Excerto fornecido:
Na edição dominical do Observador,
Rita Cipriano entrevista o tradutor e ensaísta Frederico Lourenço, que
verteu para o português a Bíblia grega em seis volumes e acaba de lançar
uma antologia de poetas gregos em edição bilíngue. Lourenço defende a
volta do grego e do latim ao ensino secundário:
Em 2006, Frederico Lourenço publicou pela Cotovia uma antologia de
poesia grega. Na altura, tentou “evitar sobreposições com a lendária
Hélade de Maria Helena da Rocha Pereira” e também poemas de Arquíloco,
Sólon e Simónides, porque estavam para sair traduções feitas por colegas
seus. “Achei que não fazia sentido colidir com o trabalho deles”,
admitiu, por email, ao Observador.

O que fazer:
Transcreva, do excerto sobre Frederico Lourenço, o trecho que vai de "Na edição dominical" até "email, ao Observador.", inclusive.

Dados fornecidos:
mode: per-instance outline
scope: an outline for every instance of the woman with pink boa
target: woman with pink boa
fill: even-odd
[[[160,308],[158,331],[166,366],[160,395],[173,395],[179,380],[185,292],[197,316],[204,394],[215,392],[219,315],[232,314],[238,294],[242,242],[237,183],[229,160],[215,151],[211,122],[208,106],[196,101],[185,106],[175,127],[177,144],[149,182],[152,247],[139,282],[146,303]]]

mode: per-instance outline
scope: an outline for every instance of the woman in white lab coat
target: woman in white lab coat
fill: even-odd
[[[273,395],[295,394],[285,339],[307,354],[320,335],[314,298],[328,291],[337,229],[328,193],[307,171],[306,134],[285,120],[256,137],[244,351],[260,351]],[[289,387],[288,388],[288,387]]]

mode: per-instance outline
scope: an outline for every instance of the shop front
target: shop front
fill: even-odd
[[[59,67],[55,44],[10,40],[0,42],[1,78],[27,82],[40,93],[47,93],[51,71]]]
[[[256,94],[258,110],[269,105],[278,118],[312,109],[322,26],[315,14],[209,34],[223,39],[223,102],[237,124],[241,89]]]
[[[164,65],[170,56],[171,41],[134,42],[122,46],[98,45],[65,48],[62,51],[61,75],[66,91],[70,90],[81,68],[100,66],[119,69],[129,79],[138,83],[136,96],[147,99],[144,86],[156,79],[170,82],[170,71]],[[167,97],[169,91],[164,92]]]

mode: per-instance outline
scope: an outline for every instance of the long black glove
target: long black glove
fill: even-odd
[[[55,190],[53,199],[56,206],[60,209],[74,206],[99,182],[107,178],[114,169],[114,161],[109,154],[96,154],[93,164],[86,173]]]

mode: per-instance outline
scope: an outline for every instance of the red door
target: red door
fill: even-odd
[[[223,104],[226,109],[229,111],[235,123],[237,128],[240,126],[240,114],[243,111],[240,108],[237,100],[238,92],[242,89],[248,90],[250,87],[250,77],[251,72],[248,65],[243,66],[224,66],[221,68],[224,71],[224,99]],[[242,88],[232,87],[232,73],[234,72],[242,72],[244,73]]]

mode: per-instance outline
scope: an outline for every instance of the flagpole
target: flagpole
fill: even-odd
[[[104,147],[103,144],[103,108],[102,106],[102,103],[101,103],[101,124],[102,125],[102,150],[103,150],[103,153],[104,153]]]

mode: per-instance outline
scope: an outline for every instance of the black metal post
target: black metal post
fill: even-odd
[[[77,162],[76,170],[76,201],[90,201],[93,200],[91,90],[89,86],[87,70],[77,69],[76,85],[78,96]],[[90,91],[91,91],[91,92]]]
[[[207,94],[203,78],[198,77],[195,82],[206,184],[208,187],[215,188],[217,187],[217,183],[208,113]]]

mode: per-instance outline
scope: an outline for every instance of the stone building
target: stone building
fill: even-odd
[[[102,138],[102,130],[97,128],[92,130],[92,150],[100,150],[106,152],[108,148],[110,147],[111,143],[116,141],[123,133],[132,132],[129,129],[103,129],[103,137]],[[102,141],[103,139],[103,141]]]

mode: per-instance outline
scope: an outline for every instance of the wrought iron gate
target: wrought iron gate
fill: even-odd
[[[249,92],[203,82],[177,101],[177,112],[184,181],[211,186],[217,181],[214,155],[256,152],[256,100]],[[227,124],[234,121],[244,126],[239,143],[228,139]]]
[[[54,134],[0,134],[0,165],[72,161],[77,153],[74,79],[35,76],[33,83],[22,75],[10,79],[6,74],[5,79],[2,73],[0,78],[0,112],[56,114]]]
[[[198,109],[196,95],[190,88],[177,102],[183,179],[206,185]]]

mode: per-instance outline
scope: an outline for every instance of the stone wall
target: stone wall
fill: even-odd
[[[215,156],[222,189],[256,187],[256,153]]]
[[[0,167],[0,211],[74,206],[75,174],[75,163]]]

Resposta esperada:
Na edição dominical do Observador,
Rita Cipriano entrevista o tradutor e ensaísta Frederico Lourenço, que
verteu para o português a Bíblia grega em seis volumes e acaba de lançar
uma antologia de poetas gregos em edição bilíngue. Lourenço defende a
volta do grego e do latim ao ensino secundário:
Em 2006, Frederico Lourenço publicou pela Cotovia uma antologia de
poesia grega. Na altura, tentou “evitar sobreposições com a lendária
Hélade de Maria Helena da Rocha Pereira” e também poemas de Arquíloco,
Sólon e Simónides, porque estavam para sair traduções feitas por colegas
seus. “Achei que não fazia sentido colidir com o trabalho deles”,
admitiu, por email, ao Observador.